* WHAT TO PRODUCE
If an entry holds a picture, leave that picture out. Give everything else again exactly.

* RECORDS TO USE
★ ★ ★ ★

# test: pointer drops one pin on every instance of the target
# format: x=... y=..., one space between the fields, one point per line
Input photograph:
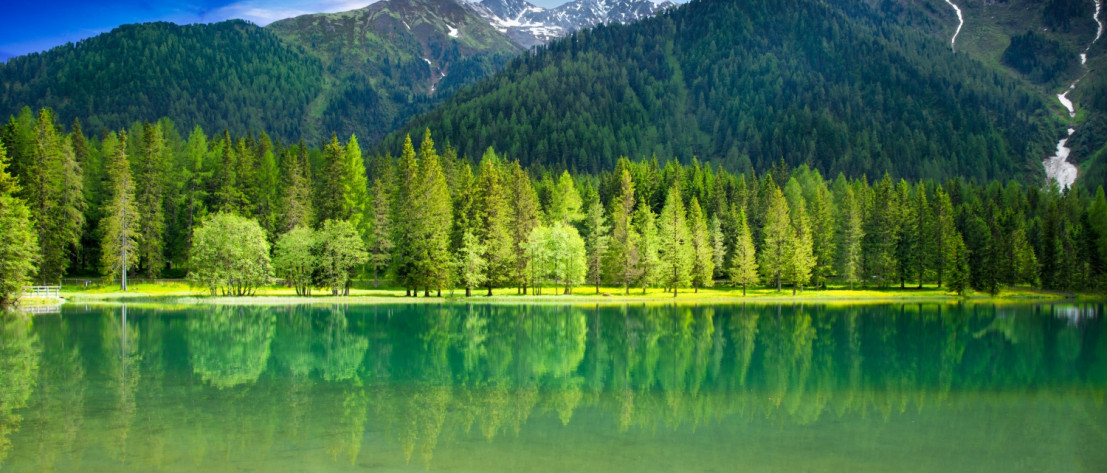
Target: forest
x=231 y=212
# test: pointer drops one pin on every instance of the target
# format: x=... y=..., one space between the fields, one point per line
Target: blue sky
x=27 y=26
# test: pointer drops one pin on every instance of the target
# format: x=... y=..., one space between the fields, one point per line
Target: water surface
x=458 y=388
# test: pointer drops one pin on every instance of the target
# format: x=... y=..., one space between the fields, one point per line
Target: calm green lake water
x=555 y=389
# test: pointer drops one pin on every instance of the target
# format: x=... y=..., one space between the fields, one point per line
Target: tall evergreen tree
x=777 y=237
x=433 y=216
x=122 y=223
x=149 y=177
x=597 y=238
x=526 y=216
x=54 y=194
x=649 y=261
x=19 y=250
x=623 y=257
x=703 y=259
x=674 y=243
x=493 y=216
x=743 y=268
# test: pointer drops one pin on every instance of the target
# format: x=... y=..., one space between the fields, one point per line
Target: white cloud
x=265 y=12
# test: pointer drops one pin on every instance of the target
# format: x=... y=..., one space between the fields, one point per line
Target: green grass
x=182 y=292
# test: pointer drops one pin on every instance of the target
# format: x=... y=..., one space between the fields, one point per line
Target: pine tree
x=703 y=258
x=493 y=216
x=355 y=189
x=777 y=237
x=622 y=259
x=649 y=244
x=802 y=253
x=297 y=201
x=526 y=216
x=433 y=217
x=404 y=230
x=19 y=247
x=330 y=192
x=54 y=194
x=380 y=237
x=941 y=233
x=850 y=236
x=122 y=223
x=565 y=202
x=149 y=178
x=471 y=263
x=744 y=264
x=674 y=243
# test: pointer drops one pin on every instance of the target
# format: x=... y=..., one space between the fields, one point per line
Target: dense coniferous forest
x=838 y=88
x=430 y=219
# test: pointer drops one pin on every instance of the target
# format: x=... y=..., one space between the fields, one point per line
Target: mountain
x=365 y=71
x=529 y=26
x=747 y=84
x=228 y=75
x=393 y=59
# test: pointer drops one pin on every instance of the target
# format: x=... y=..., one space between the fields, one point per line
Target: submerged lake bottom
x=548 y=388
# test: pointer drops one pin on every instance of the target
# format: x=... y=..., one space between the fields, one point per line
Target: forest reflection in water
x=554 y=388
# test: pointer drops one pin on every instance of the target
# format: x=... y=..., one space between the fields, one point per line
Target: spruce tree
x=526 y=216
x=743 y=268
x=623 y=257
x=54 y=194
x=703 y=259
x=649 y=260
x=19 y=250
x=674 y=243
x=493 y=215
x=433 y=215
x=777 y=237
x=122 y=223
x=149 y=180
x=404 y=230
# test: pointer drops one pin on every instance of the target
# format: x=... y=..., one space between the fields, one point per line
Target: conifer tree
x=149 y=178
x=330 y=192
x=743 y=268
x=850 y=236
x=703 y=259
x=649 y=260
x=565 y=202
x=54 y=194
x=355 y=189
x=19 y=250
x=433 y=217
x=404 y=230
x=802 y=257
x=941 y=233
x=526 y=216
x=296 y=201
x=777 y=237
x=471 y=263
x=493 y=216
x=675 y=246
x=122 y=223
x=380 y=237
x=622 y=258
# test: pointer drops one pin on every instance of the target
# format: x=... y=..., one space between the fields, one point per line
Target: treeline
x=428 y=219
x=836 y=85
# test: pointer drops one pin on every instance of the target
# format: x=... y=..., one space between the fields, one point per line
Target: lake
x=550 y=388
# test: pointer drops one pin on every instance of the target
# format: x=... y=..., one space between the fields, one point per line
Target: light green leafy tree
x=230 y=255
x=295 y=258
x=340 y=250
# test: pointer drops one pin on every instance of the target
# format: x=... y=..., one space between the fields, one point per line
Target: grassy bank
x=183 y=294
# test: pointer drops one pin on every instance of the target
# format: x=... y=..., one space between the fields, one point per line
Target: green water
x=555 y=389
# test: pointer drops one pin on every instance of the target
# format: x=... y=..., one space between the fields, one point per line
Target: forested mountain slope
x=229 y=75
x=365 y=71
x=751 y=83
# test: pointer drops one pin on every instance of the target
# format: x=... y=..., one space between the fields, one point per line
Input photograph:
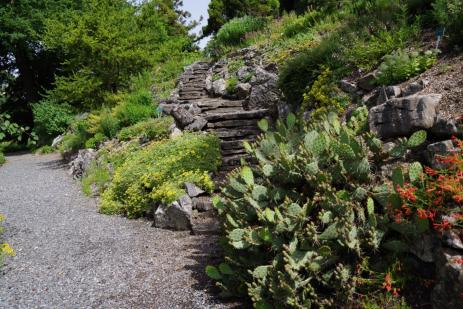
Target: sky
x=197 y=8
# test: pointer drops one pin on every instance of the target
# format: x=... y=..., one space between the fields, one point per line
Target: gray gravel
x=69 y=256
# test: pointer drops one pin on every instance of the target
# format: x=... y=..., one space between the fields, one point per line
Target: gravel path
x=69 y=256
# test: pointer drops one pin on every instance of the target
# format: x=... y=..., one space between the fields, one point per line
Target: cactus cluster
x=304 y=222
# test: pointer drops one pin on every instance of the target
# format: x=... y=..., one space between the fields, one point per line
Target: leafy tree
x=109 y=41
x=221 y=11
x=26 y=66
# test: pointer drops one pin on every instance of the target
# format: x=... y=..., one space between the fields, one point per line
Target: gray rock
x=219 y=87
x=264 y=96
x=262 y=76
x=424 y=247
x=244 y=73
x=243 y=90
x=203 y=203
x=182 y=116
x=197 y=125
x=387 y=93
x=367 y=82
x=447 y=292
x=433 y=151
x=414 y=88
x=444 y=128
x=403 y=116
x=82 y=162
x=192 y=190
x=371 y=98
x=347 y=86
x=57 y=140
x=452 y=239
x=176 y=132
x=175 y=216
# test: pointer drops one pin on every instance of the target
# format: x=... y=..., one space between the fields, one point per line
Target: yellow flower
x=7 y=250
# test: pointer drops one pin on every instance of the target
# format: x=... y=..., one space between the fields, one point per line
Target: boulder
x=197 y=125
x=82 y=162
x=387 y=93
x=182 y=116
x=404 y=116
x=438 y=149
x=444 y=128
x=219 y=87
x=453 y=239
x=244 y=73
x=203 y=203
x=262 y=76
x=414 y=88
x=347 y=86
x=449 y=288
x=264 y=96
x=192 y=190
x=176 y=216
x=367 y=82
x=243 y=90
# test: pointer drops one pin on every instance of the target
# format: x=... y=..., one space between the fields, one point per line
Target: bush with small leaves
x=156 y=174
x=403 y=65
x=304 y=224
x=151 y=129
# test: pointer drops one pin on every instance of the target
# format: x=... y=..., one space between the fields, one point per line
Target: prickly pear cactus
x=299 y=224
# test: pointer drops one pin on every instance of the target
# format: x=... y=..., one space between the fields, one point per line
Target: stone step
x=233 y=123
x=212 y=104
x=189 y=97
x=241 y=132
x=233 y=152
x=194 y=93
x=254 y=114
x=192 y=88
x=233 y=160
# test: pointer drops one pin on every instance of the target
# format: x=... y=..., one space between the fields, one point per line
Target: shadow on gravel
x=54 y=164
x=206 y=251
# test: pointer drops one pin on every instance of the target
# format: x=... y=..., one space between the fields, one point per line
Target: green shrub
x=152 y=129
x=231 y=85
x=96 y=175
x=94 y=141
x=51 y=119
x=233 y=34
x=301 y=71
x=129 y=113
x=234 y=65
x=156 y=174
x=324 y=96
x=449 y=14
x=72 y=142
x=103 y=122
x=403 y=65
x=294 y=25
x=109 y=157
x=303 y=227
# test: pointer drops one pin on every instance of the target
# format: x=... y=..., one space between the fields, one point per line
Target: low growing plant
x=151 y=129
x=323 y=96
x=403 y=65
x=156 y=174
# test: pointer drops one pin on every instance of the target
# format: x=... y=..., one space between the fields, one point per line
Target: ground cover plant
x=156 y=174
x=5 y=249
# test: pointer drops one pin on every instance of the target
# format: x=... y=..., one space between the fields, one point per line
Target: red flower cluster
x=438 y=191
x=387 y=285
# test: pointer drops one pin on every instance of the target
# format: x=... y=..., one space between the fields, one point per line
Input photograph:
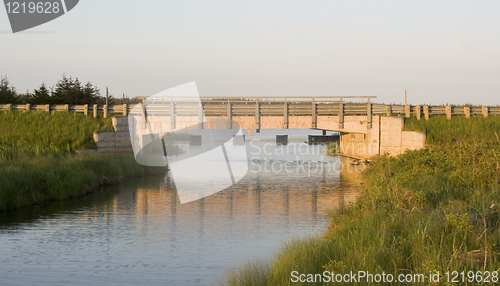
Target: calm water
x=138 y=233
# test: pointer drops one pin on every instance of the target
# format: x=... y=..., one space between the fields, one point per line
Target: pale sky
x=442 y=51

★ ★ ★ ★

* RESULT FOR THIS EXERCISE
# test: pointer drops one pin on every instance of the target
# format: x=... y=..., one space between the fields, one point per line
Input photograph:
Target: forest
x=231 y=212
# test: pointer drops one pin on every instance of the target
# format: x=... y=..., one space between the fields, one point per line
Target: blue sky
x=27 y=26
# test: pointer drops one pin on every instance of the target
# format: x=... y=..., one space between the fields, one point per line
Target: water surface
x=458 y=388
# test: pointer drops one pin on every instance of the target
# format: x=... y=..., one space between the fields, one point per line
Target: calm green lake water
x=555 y=389
# test: pointer drops one pin on every instance of the target
# format: x=... y=..., one space between the fields, one point per line
Target: tall evergreen tree
x=777 y=237
x=433 y=216
x=122 y=223
x=149 y=177
x=597 y=238
x=526 y=216
x=54 y=194
x=649 y=261
x=19 y=250
x=623 y=257
x=703 y=259
x=674 y=243
x=493 y=216
x=743 y=268
# test: pointer drops one pin on every instance of the target
# format: x=... y=..., one space between the fields, one point per line
Target: white cloud
x=265 y=12
# test: pointer drops one pin on every instance of the target
# format: x=... y=..., one space between the fields, one point per line
Target: green grass
x=182 y=292
# test: pointer drops one pin on every instance of the target
# format: x=... y=..., one space between the fields, one point per line
Target: pine tree
x=703 y=258
x=493 y=216
x=355 y=189
x=777 y=237
x=622 y=259
x=649 y=244
x=802 y=253
x=297 y=201
x=526 y=216
x=433 y=217
x=404 y=230
x=19 y=247
x=330 y=192
x=54 y=194
x=380 y=237
x=941 y=233
x=850 y=236
x=122 y=223
x=565 y=202
x=149 y=178
x=471 y=263
x=744 y=264
x=674 y=243
# test: pointer drops one pin on every instance of the target
# format: x=... y=..., one space between the fields, one point per line
Target: dense coniferous forest
x=838 y=88
x=430 y=219
# test: pointer drops one pin on every instance of the target
# format: x=... y=..., one space between the fields, one point per line
Target: mountain
x=365 y=71
x=529 y=26
x=747 y=84
x=228 y=75
x=393 y=59
# test: pointer drops one pin on every instance of the target
# format: x=... y=..., one space between the fields, one point per line
Target: submerged lake bottom
x=548 y=388
# test: pointer drops one pin on every instance of the target
# format: x=... y=..., one space between the fields, one point per line
Target: forest reflection in water
x=554 y=388
# test: pointer drops one pin on every instance of the target
# format: x=... y=..., one space between the fields, one point per line
Target: spruce tree
x=526 y=216
x=743 y=268
x=623 y=257
x=54 y=194
x=703 y=259
x=649 y=260
x=19 y=250
x=674 y=243
x=493 y=215
x=433 y=215
x=777 y=237
x=122 y=223
x=149 y=180
x=404 y=230
# test: pointer drops one pin on every instance of the target
# format: x=... y=..., one space between the fields, one point per line
Target: conifer tree
x=149 y=178
x=330 y=192
x=743 y=268
x=850 y=236
x=703 y=259
x=649 y=260
x=565 y=202
x=54 y=194
x=355 y=189
x=19 y=250
x=433 y=217
x=404 y=230
x=802 y=257
x=941 y=233
x=526 y=216
x=296 y=201
x=777 y=237
x=471 y=263
x=493 y=216
x=675 y=246
x=122 y=223
x=380 y=237
x=622 y=258
# test: pointer drops one pin on every instance of the target
# format: x=... y=..., one space between the fields, one point per line
Target: treeline
x=428 y=219
x=836 y=85
# test: pointer drops one pin on every instance of the target
# format: x=... y=..., one space between the fields, one point per line
Target: lake
x=550 y=388
# test: pointer drops one pin on every instance of the target
# format: x=... y=..., one space between the fields, one point per line
Target: light green leafy tree
x=230 y=255
x=295 y=258
x=340 y=250
# test: pointer drops one pin on every instance of the target
# format: x=... y=..., one space between the fields, one point per line
Target: grassy bank
x=183 y=294
# test: pointer drops one pin on every instance of the target
# format: x=... y=..., one space between the fields, one point per line
Target: green water
x=555 y=389
# test: pointer drops one pin on every instance of the target
# format: x=... y=..., one space between the fields, one point per line
Target: forested mountain slope
x=229 y=75
x=365 y=71
x=751 y=83
# test: pointer drops one pin on every instance of the target
# format: x=... y=..., one space between the fields, one point per line
Input photograph:
Target: sky
x=197 y=8
# test: pointer drops one pin on every instance of the target
# format: x=... y=..., one space between the fields, one point per line
Target: gray gravel
x=69 y=256
# test: pointer drops one pin on every instance of the target
# format: x=... y=..., one space between the fields, one point per line
Target: gravel path
x=69 y=256
# test: pointer drops one pin on every instance of the target
# format: x=... y=..., one space between the fields, one point per line
Target: cactus cluster
x=304 y=222
# test: pointer drops one pin on every instance of the target
# format: x=... y=..., one space between the fields, one point per line
Target: leafy tree
x=109 y=41
x=221 y=11
x=26 y=66
# test: pointer drops one pin on every instance of the target
# format: x=... y=..., one space between the fields, one point per line
Target: gray rock
x=219 y=87
x=264 y=96
x=262 y=76
x=424 y=247
x=244 y=73
x=243 y=90
x=203 y=203
x=182 y=116
x=197 y=125
x=387 y=93
x=367 y=82
x=447 y=292
x=433 y=151
x=414 y=88
x=444 y=128
x=403 y=116
x=82 y=162
x=192 y=190
x=371 y=98
x=347 y=86
x=57 y=140
x=452 y=239
x=176 y=132
x=175 y=216
# test: pointer drops one pin on every instance of the target
# format: x=... y=..., one space between the fields, one point per line
Target: yellow flower
x=7 y=250
# test: pointer drops one pin on every instance of the target
# format: x=... y=..., one space between the fields, one point per line
Target: boulder
x=197 y=125
x=82 y=162
x=387 y=93
x=182 y=116
x=404 y=116
x=438 y=149
x=444 y=128
x=219 y=87
x=453 y=239
x=244 y=73
x=203 y=203
x=262 y=76
x=414 y=88
x=347 y=86
x=449 y=288
x=264 y=96
x=192 y=190
x=176 y=216
x=367 y=82
x=243 y=90
# test: pointer drops one pin on every instance of the target
# format: x=... y=..., one space between the fields, one point per line
Target: bush with small leaves
x=156 y=174
x=403 y=65
x=304 y=224
x=151 y=129
# test: pointer drops one pin on every instance of the target
# format: x=... y=..., one space between the fields, one point per line
Target: prickly pear cactus
x=299 y=224
# test: pointer drops one pin on every instance of the target
# format: x=... y=..., one space between the fields, one point per line
Target: stone step
x=233 y=123
x=212 y=104
x=189 y=97
x=241 y=132
x=233 y=152
x=194 y=93
x=254 y=114
x=192 y=88
x=233 y=160
# test: pointer drops one pin on every instance of the target
# format: x=... y=..., one space between the fields, one point per line
Target: shadow on gravel
x=54 y=164
x=206 y=251
# test: pointer drops one pin on every instance of the target
# format: x=... y=..., one space between the fields, one point per line
Target: green shrub
x=152 y=129
x=231 y=85
x=96 y=175
x=94 y=141
x=51 y=119
x=233 y=34
x=301 y=71
x=129 y=113
x=234 y=65
x=156 y=174
x=324 y=96
x=449 y=14
x=72 y=142
x=103 y=122
x=403 y=65
x=294 y=25
x=109 y=157
x=303 y=227
# test: pointer drops one pin on every instance of the target
# format: x=... y=..., one space between the fields, one point per line
Target: low growing plant
x=151 y=129
x=323 y=96
x=403 y=65
x=156 y=174
# test: pointer drops one pin on every instance of the target
# format: x=... y=..., one space between the fields, one point per line
Target: ground cover plant
x=156 y=174
x=5 y=249
# test: pointer drops one pin on every instance of the target
# format: x=... y=..., one space between the fields, one point per line
Target: red flower cluster
x=438 y=191
x=387 y=285
# test: pointer drops one pin on every instance of the target
# format: x=... y=..., one space between the fields, one point per line
Input photograph:
Target: calm water
x=138 y=233
# test: pointer drops one pin on every instance of the target
# format: x=... y=..., one space between the fields, one point per line
Target: pale sky
x=442 y=51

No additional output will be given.